--- 提供資料 ---
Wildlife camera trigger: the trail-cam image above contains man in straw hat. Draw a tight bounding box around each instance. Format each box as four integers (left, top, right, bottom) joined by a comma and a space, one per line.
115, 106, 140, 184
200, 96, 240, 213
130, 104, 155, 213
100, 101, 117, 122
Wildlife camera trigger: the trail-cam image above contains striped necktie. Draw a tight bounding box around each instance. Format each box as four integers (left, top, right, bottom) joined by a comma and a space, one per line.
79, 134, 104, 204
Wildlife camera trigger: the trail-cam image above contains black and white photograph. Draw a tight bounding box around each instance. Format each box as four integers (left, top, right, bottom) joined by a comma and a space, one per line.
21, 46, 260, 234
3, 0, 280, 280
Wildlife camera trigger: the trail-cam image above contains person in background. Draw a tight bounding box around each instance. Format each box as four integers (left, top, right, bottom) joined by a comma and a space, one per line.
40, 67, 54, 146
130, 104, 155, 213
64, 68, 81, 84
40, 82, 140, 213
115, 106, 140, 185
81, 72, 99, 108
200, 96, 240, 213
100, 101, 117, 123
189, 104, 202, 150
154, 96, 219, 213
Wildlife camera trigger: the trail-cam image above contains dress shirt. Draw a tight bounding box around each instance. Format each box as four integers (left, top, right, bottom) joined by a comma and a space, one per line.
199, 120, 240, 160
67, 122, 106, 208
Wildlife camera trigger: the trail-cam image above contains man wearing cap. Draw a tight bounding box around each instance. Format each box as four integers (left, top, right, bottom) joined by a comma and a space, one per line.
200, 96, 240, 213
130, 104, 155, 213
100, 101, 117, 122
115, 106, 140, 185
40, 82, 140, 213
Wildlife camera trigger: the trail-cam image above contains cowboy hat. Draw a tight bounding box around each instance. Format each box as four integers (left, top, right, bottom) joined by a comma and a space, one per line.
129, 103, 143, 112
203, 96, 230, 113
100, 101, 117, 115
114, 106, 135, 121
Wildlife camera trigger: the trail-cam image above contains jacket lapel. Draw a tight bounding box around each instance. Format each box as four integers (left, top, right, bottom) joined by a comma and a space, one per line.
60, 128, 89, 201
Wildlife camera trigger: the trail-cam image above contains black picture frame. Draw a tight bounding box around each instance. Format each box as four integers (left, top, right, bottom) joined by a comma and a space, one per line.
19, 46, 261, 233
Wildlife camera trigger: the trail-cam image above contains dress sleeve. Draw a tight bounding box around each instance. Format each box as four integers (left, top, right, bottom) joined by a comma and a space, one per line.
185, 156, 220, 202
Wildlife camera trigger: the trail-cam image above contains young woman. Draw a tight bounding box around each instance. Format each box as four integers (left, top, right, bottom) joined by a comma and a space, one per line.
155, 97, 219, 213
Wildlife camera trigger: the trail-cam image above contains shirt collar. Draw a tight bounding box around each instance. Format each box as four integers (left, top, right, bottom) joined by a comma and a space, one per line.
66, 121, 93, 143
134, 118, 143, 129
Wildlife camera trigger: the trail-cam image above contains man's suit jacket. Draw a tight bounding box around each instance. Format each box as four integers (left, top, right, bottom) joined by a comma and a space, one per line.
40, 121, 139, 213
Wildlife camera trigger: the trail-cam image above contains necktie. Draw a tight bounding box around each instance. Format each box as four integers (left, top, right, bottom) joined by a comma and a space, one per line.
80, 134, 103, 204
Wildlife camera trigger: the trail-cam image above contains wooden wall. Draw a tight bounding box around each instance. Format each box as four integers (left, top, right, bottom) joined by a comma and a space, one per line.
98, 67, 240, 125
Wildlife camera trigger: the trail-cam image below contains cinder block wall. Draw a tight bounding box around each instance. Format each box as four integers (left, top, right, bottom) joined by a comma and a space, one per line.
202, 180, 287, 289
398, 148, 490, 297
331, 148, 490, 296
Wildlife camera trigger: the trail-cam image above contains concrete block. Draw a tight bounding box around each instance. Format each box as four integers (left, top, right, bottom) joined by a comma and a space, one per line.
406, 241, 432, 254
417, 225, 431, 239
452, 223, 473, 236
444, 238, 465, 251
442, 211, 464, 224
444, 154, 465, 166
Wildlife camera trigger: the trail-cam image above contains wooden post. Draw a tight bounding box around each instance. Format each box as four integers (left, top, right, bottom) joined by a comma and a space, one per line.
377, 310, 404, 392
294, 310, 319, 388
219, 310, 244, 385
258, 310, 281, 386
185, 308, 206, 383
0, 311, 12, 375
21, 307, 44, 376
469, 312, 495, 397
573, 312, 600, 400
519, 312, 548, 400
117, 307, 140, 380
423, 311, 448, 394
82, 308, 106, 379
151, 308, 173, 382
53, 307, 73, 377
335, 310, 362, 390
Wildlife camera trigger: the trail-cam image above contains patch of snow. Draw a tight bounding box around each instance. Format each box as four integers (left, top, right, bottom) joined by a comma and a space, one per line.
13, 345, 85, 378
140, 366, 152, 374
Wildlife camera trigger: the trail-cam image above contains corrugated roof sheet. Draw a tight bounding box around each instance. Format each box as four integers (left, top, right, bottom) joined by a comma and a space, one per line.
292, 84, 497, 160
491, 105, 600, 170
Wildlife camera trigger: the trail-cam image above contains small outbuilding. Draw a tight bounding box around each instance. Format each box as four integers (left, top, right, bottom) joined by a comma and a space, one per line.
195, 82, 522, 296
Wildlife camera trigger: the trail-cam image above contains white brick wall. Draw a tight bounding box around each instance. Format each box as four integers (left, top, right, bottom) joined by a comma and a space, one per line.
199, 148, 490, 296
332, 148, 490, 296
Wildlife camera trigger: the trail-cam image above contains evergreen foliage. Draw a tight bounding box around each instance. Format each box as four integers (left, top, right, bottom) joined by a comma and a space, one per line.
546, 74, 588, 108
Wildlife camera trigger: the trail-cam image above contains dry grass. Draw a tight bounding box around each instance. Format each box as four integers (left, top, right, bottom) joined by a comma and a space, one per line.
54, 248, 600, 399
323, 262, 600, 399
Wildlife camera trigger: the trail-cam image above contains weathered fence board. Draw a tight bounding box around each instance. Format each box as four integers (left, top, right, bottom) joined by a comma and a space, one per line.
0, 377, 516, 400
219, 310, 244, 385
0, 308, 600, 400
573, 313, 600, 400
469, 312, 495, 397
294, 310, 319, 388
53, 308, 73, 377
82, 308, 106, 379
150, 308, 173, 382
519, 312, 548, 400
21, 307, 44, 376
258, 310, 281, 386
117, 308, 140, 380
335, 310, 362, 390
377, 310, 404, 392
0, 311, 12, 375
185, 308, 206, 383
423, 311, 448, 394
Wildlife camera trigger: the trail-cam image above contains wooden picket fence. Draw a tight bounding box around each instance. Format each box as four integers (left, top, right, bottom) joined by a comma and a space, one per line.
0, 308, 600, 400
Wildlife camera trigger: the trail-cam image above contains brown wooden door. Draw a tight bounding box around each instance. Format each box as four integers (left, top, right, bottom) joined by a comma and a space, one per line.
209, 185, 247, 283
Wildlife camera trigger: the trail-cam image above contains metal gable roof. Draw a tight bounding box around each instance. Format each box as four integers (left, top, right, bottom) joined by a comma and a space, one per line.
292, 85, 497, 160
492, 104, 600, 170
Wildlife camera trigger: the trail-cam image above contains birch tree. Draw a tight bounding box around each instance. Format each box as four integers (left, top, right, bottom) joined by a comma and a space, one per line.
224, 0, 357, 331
---
課題内容: 上の記録のうち、「above contains brown」を含む行から記録の最後の行までを、一字一句変えずにもう一度書き出してください。

この課題の解答:
Wildlife camera trigger: the trail-cam image above contains brown wooden door. Draw a tight bounding box around each instance. Format each box as four integers (left, top, right, bottom) joined by a comma and a space, one per line.
209, 185, 247, 283
Wildlife camera trigger: the trail-cam image above contains metal gable roof. Draw a tight bounding box around each instance. Format each box as four integers (left, top, right, bottom) joined by a comma and a space, one per line.
292, 85, 497, 160
492, 104, 600, 170
Wildlife camera trigger: the trail-cam image above contains birch tree. Draw a tight bounding box around each instance. Format each box as four integers (left, top, right, bottom) joined by a comma and a space, one per line.
224, 0, 357, 331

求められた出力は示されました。